*Given exercise*
Please copy out every line of the listing below without the pictures, shifting each pixel coordinate by adding 130 to both of its numbers and leaving all other wording unchanged.

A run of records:

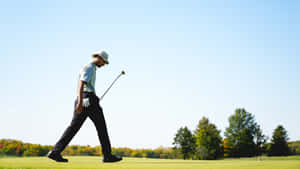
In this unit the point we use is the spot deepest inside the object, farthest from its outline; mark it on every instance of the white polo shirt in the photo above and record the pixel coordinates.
(88, 74)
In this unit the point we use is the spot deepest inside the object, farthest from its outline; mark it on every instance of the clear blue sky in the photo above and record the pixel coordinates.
(184, 60)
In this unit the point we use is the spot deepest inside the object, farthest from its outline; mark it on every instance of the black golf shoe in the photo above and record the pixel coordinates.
(56, 156)
(111, 159)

*Written reply*
In this unit the point we use is the spot deepest inside the object, farthest from its outline; mark it on every instance of the white polo shirt in the photo above and record the pixel coordinates.
(218, 204)
In this unit the point we use is the spot deepest inside the object, farthest from its outline; mark it on every instance of the clear blue sky in the photo above and record the pixel coordinates.
(314, 190)
In this unit the point we use is the spot deepest inside the object, farthest from its outline; mark it on every instance of the black golf shoe in the photo above and record the pixel coordinates.
(186, 286)
(241, 289)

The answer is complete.